======== MATERIAL SUPPLIED ========
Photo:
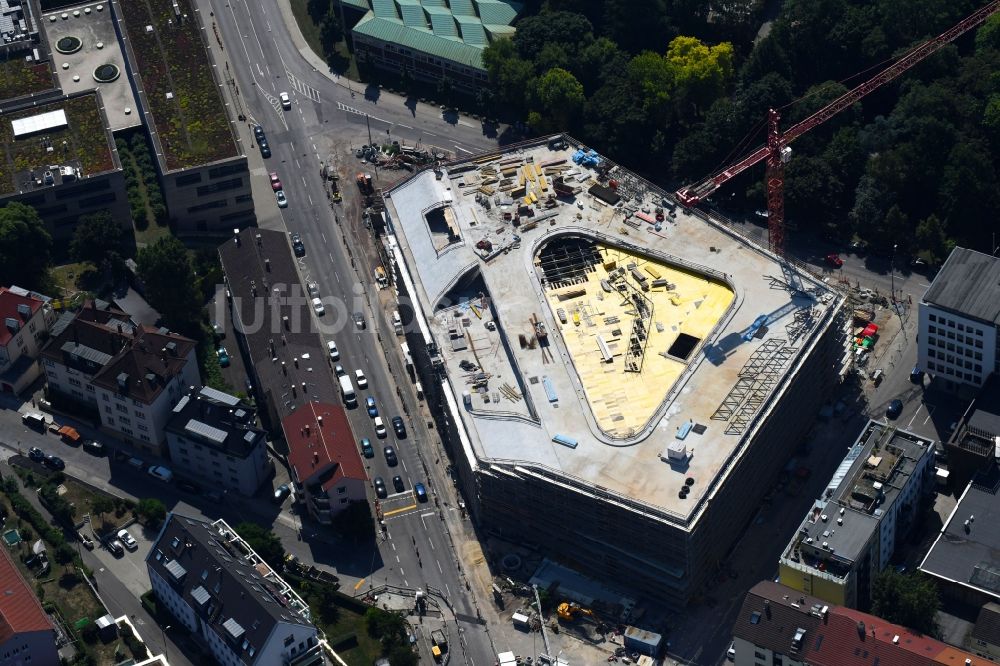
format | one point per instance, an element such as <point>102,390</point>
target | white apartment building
========
======== MATERIAL SUPPLIED ========
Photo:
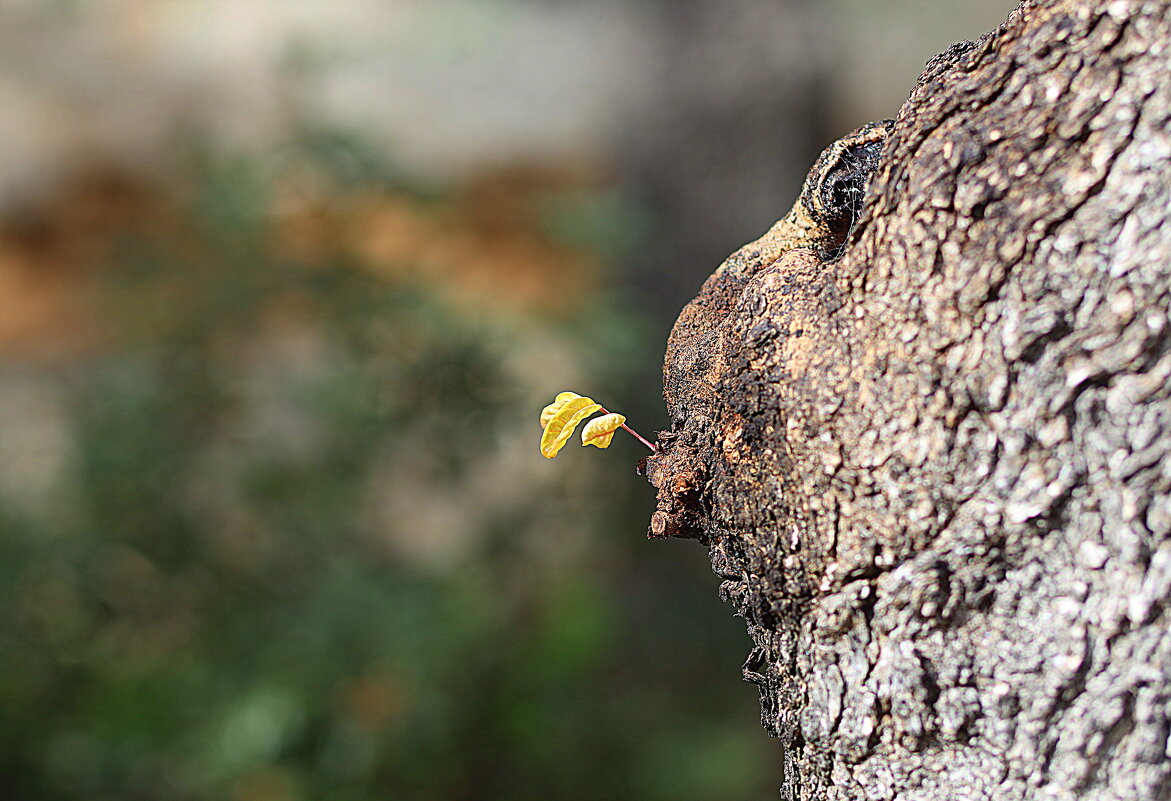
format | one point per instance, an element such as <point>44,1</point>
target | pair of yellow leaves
========
• _EXERCISE DIRECTIONS_: Please locate each line in the listing above that contains the word "target" and copy those lines.

• _ANSWER TO THIS PROBLEM_:
target | white apartment building
target | pair of yellow leaves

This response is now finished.